- The "Milk Tea Alliance" flag created by netizens. The colours represent (from left) Thai milk tea, Hong Kong milk tea and Taiwanese milk tea.

Chinese name
- Traditional Chinese: 奶茶聯盟
- Simplified Chinese: 奶茶联盟

Standard Mandarin
- Hanyu Pinyin: Nǎichá Liánméng
- Bopomofo: ㄋㄞˇ ㄔㄚˊ ㄌㄧㄢˊ ㄇㄥˊ
- Wade–Giles: Nai-chʻa Lien-meng

Yue: Cantonese
- Yale Romanization: Náaihchàh Lyùhnmàhng
- Jyutping: Naai^{5}caa^{4} Lyun^{4}mang^{4}

Southern Min
- Hokkien POJ: Ni-tê Liân-bêng

Burmese name
- Burmese: နို့လက်ဖက်ရည်မဟာမိတ်

Thai name
- Thai: พันธมิตรชานม
- RTGS: Phanthamit Cha Nom

= Milk Tea Alliance =

Asian democracy and human rights movement

The Milk Tea Alliance is a democracy and human rights movement consisting of netizens from Hong Kong, Taiwan, Thailand, and Myanmar (Burma). It originally started as an internet meme, created in response to the increased presence of Chinese nationalist commentators on social media and has evolved into a dynamic multinational protest movement against authoritarianism and advocating democracy in different parts of Asia.

== Name ==
Milk tea is a popular drink in Hong Kong, Taiwan, and Thailand, the original three countries and territories included in the movement. Netizens from Myanmar and India who later joined also share their own variations of tea with milk. Taiwanese bubble tea, Hong Kong-style milk tea, Thai tea and Burmese milk tea are all local variations of milk tea with strong similarities.

◆ Data provided:

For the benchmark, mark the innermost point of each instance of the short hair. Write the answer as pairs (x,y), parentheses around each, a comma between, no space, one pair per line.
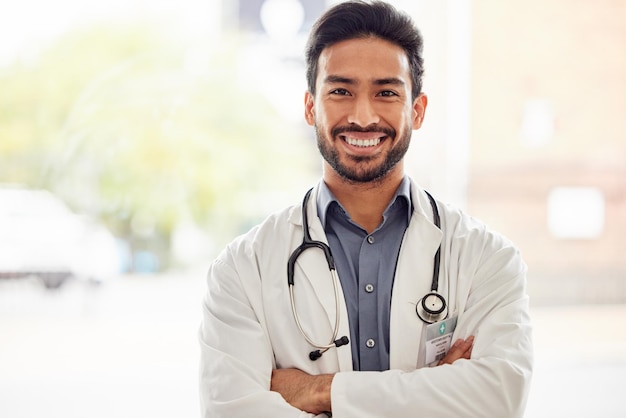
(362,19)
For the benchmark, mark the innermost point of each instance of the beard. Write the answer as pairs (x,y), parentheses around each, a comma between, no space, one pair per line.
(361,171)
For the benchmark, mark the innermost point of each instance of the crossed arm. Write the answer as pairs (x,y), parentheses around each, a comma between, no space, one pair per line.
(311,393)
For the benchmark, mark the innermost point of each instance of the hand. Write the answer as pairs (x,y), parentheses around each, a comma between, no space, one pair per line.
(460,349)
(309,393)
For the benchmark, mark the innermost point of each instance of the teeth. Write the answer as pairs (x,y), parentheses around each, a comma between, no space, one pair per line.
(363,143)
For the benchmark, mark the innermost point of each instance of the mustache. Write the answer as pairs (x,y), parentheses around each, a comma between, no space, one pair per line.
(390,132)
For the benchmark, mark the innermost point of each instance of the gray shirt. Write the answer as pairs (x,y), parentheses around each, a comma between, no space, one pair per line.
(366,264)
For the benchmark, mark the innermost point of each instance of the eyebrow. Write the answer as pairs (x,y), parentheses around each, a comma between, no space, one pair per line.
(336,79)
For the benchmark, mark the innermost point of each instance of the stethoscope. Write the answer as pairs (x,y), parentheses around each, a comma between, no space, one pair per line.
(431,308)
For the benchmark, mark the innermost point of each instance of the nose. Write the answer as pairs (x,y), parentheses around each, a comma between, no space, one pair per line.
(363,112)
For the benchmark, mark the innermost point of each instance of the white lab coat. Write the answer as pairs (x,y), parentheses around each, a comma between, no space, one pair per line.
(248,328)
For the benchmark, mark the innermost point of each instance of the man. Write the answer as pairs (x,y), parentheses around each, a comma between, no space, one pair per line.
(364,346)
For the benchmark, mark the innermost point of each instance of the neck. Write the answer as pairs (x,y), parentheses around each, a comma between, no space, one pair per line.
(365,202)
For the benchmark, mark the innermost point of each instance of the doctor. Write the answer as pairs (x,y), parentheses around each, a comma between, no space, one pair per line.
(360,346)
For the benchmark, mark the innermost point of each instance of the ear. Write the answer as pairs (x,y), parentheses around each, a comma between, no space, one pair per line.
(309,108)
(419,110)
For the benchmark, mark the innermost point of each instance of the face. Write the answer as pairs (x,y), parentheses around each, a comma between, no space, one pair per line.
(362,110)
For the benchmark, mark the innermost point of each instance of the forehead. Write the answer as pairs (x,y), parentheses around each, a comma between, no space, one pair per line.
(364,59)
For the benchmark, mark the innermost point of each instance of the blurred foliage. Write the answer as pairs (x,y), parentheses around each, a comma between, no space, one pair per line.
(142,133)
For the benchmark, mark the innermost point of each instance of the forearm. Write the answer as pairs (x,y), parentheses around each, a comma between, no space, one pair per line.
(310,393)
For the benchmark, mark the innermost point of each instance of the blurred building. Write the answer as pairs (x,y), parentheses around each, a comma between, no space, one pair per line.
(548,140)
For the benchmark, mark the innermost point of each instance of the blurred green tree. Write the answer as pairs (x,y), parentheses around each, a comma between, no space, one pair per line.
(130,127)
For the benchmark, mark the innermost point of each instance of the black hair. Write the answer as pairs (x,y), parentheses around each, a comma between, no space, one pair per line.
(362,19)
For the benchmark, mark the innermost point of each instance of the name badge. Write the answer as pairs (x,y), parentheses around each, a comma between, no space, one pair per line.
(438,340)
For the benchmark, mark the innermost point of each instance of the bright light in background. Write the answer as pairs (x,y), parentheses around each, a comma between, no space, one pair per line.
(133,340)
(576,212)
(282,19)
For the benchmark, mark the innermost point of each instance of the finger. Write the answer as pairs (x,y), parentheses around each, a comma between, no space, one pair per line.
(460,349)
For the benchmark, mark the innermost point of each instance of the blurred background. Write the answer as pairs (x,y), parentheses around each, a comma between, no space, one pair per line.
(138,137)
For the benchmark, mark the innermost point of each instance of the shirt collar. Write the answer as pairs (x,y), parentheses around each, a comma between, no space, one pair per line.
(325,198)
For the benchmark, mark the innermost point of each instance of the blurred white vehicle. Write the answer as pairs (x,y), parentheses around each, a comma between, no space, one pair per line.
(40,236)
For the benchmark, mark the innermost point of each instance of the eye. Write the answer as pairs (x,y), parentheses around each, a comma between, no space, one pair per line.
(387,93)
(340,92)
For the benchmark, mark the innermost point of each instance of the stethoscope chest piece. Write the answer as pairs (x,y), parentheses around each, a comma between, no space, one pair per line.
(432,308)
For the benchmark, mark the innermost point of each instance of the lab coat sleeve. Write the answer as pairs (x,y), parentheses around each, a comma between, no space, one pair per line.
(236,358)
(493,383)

◆ Work to complete:
#1 From the Milk Tea Alliance text, reproduce the passage that begins at the words "The Milk Tea" and stops after the words "parts of Asia.".
#2 According to the Milk Tea Alliance text, the movement is made up of netizens from which places?
Rely only on the Milk Tea Alliance text for the answers.

◆ Responses by task:
#1
The Milk Tea Alliance is a democracy and human rights movement consisting of netizens from Hong Kong, Taiwan, Thailand, and Myanmar (Burma). It originally started as an internet meme, created in response to the increased presence of Chinese nationalist commentators on social media and has evolved into a dynamic multinational protest movement against authoritarianism and advocating democracy in different parts of Asia.

#2 Hong Kong, Taiwan, Thailand, and Myanmar (Burma).